Current estimates show that more than 40% of people with HIV in the United States smoke cigarettes, more than double the smoking rate of the general population, and an additional 20% are former smokers. With increasingly effective antiretroviral therapy (ART) continually improving survival among HIV patients in the U.S., these individuals are now regularly living long enough to develop smoking-related conditions—most notably heart disease, COPD, and lung cancer—at high rates. “Among patients who are receiving HIV treatment, smoking is now the leading killer, not the virus itself,” says Krishna P. Reddy, MD.


The Impact of Smoking

For a study published in the Journal of Infectious Diseases, Dr. Reddy and colleagues sought to determine the actual impact of smoking on the life expectancy of people with HIV in the U.S. and what they could potentially gain in life expectancy by quitting smoking. “We used epidemiologic data and a computer simulation model to estimate the average lifespans of Americans living with HIV who are receiving HIV care, based on whether they were current, former, or never smokers,” says Dr. Reddy. “We also accounted for imperfect adherence to HIV drug regimens and lower retention in care in the U.S. In addition, our model accounted for the natural history of HIV responses to treatment. We used our epidemiologic data and the model to estimate the likelihood of death if patients continued smoking as compared with quitting smoking or having never smoked.”

When the study team simulated HIV-infected current smokers with perfect ART adherence and retention in care, they found that life expectancy was 68.6 years for men and 72.1 years for women. “Overall, people with HIV who consistently took ART lost more than 8.0 years of life from smoking, which is about double the loss from HIV itself for such individuals,” Dr. Reddy adds. “Even when we accounted for typical rates of non-adherence to treatment and loss to follow-up from HIV care, we found that smoking still reduced lifespan substantially among people with HIV.”


Cessation Works

The researchers found that life expectancy for men who entered HIV care at age 40, accounting for imperfect medication adherence and loss to follow-up from care, was 65.2 years for current smokers, compared with 70.9 years and 71.9 years for former and never smokers, respectively. For women entering HIV care at age 40, life expectancy was 68.1 years for current smokers, 72.7 years for former smokers, and 74.4 years for never smokers. Men and women who quit smoking upon entering HIV care at age 40 gained 5.7 years and 4.6 years of life expectancy, respectively, when compared with those who did not quit smoking.

“Quitting smoking at a younger age is better, but our research shows that it’s never too late to quit,” says Dr. Reddy (Figure). “Even someone who continues to smoke to age 60 but quits at that age can still improve their life expectancy by more than 2.0 years when compared with someone who continues to smoke. That’s a substantial benefit when you compare it with some of the other treatments that are commonly used in healthcare, not just for people with HIV, but for people who don’t have HIV too. Furthermore, those who entered HIV care with higher CD4 counts appeared to achieve a greater benefit from quitting smoking, most likely because these patients are less likely to die from AIDS.”

Listed entries ::
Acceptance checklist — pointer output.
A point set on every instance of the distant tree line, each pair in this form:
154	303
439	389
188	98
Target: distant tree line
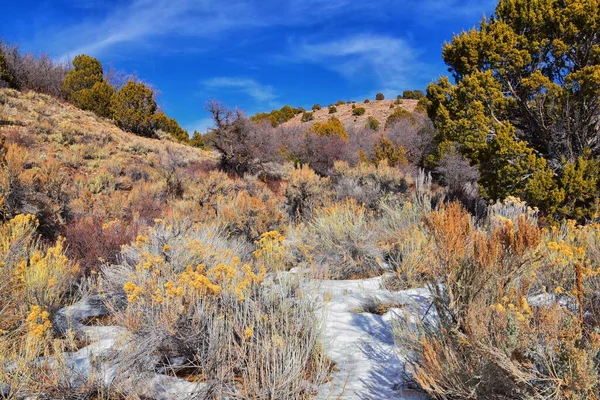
85	84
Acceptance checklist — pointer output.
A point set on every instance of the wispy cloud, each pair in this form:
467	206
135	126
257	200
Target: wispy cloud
201	125
250	87
141	20
390	62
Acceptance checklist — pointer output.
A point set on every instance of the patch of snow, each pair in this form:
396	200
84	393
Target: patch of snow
368	364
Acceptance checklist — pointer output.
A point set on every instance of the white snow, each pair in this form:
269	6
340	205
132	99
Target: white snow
368	365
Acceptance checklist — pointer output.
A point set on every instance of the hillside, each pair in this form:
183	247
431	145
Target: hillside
47	125
71	168
378	109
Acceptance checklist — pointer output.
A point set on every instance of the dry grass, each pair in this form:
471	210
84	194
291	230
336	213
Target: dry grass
488	341
192	293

Your tasks ::
[1] In the article on smoking and HIV, what was the life expectancy of women who were current smokers when they entered HIV care at age 40?
[2] Write out the passage from the article on smoking and HIV, starting at "The researchers found" and ending at "not quit smoking.".
The data is separate material, apart from the article on smoking and HIV.

Answers by item number ::
[1] 68.1 years.

[2]
The researchers found that life expectancy for men who entered HIV care at age 40, accounting for imperfect medication adherence and loss to follow-up from care, was 65.2 years for current smokers, compared with 70.9 years and 71.9 years for former and never smokers, respectively. For women entering HIV care at age 40, life expectancy was 68.1 years for current smokers, 72.7 years for former smokers, and 74.4 years for never smokers. Men and women who quit smoking upon entering HIV care at age 40 gained 5.7 years and 4.6 years of life expectancy, respectively, when compared with those who did not quit smoking.